■ About this exercise ■
Where does the word "query" show up in the records? Copy every line that has it.

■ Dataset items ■
········
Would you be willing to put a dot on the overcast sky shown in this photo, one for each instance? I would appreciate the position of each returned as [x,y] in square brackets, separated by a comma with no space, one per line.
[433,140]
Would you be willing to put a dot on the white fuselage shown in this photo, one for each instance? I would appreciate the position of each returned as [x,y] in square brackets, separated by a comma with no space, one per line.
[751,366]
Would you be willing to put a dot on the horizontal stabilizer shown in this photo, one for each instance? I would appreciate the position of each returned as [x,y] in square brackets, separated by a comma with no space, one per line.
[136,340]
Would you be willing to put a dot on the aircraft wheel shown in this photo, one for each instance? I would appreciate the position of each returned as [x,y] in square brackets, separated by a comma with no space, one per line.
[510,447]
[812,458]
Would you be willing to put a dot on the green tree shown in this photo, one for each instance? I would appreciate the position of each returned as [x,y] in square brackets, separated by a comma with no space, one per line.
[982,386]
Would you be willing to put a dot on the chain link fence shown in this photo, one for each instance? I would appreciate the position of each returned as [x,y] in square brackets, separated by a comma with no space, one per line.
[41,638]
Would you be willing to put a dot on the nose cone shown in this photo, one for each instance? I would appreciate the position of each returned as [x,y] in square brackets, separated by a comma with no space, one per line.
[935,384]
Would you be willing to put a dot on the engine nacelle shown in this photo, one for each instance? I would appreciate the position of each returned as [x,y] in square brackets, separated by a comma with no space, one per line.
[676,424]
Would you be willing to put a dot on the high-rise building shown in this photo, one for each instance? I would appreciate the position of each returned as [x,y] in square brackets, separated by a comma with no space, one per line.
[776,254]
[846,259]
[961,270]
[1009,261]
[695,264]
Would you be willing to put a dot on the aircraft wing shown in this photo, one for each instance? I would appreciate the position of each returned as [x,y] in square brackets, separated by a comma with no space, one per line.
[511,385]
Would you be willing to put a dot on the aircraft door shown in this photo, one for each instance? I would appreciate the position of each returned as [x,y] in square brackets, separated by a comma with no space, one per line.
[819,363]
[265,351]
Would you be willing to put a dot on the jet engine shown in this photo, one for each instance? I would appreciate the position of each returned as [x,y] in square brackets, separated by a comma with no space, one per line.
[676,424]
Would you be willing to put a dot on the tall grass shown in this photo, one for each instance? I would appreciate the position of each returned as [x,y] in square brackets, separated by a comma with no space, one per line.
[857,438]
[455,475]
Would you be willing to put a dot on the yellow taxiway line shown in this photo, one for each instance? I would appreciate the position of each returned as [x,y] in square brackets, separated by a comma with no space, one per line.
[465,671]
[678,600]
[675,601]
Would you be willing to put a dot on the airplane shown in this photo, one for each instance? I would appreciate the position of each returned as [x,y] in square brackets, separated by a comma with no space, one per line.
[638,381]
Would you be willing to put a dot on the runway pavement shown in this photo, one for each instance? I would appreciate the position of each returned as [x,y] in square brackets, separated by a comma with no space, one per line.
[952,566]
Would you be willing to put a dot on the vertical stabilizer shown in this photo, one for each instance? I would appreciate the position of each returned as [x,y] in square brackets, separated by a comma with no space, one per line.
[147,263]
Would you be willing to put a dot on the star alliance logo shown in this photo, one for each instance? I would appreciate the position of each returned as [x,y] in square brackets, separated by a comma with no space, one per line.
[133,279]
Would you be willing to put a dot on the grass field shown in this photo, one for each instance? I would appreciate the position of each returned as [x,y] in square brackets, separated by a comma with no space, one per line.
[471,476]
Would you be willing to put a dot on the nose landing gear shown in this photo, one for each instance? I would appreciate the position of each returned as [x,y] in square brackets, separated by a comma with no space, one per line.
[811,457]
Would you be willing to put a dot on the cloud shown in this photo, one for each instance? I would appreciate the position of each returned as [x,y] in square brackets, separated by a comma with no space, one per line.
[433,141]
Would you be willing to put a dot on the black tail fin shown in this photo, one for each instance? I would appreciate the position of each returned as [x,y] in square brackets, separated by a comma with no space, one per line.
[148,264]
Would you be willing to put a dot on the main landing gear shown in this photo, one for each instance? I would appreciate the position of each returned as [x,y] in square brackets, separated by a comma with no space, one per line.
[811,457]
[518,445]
········
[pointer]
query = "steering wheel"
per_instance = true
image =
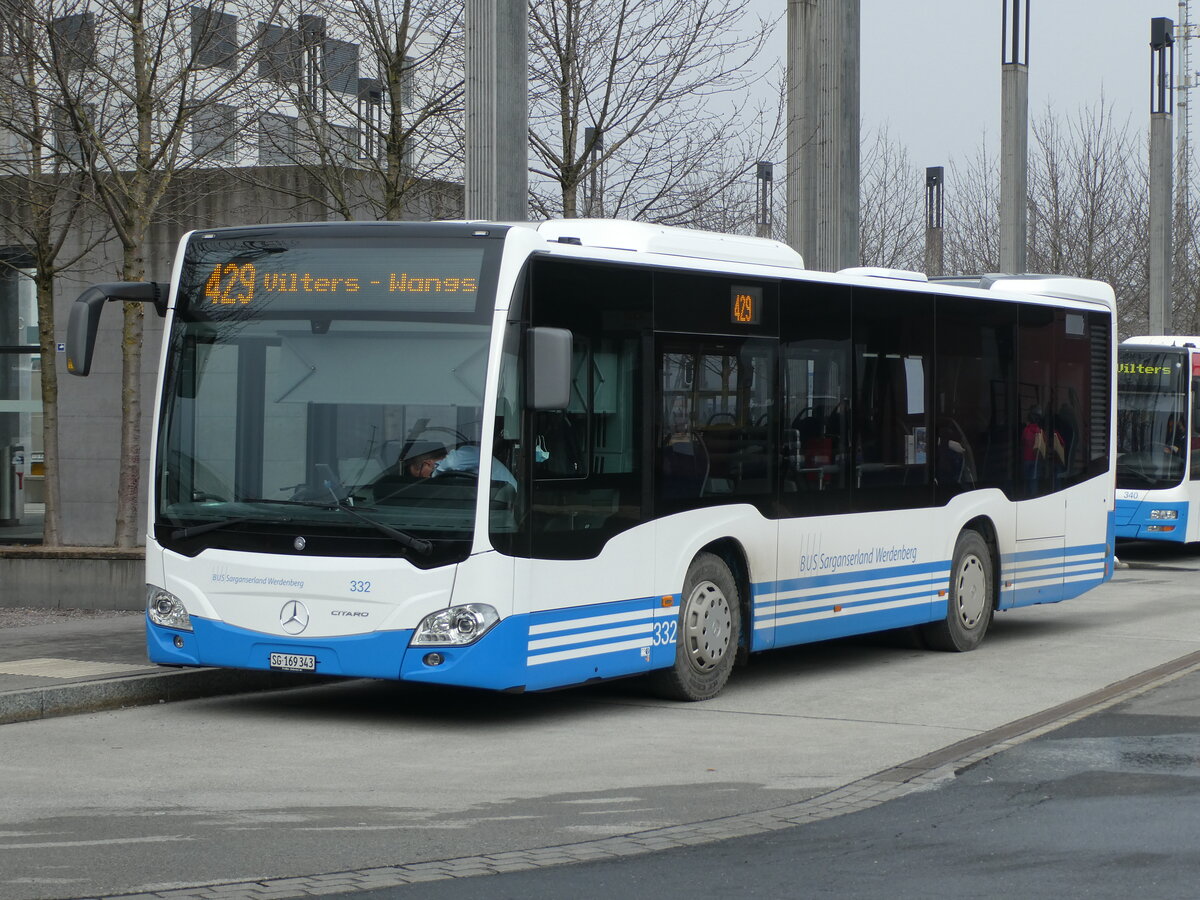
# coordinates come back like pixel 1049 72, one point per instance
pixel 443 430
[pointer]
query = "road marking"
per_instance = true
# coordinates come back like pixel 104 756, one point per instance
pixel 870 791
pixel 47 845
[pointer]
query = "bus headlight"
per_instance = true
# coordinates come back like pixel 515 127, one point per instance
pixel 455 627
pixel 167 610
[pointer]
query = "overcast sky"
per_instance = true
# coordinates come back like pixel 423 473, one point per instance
········
■ Your solution ■
query = "steering wheel"
query = "road marking"
query = "bus headlight"
query = "overcast sky"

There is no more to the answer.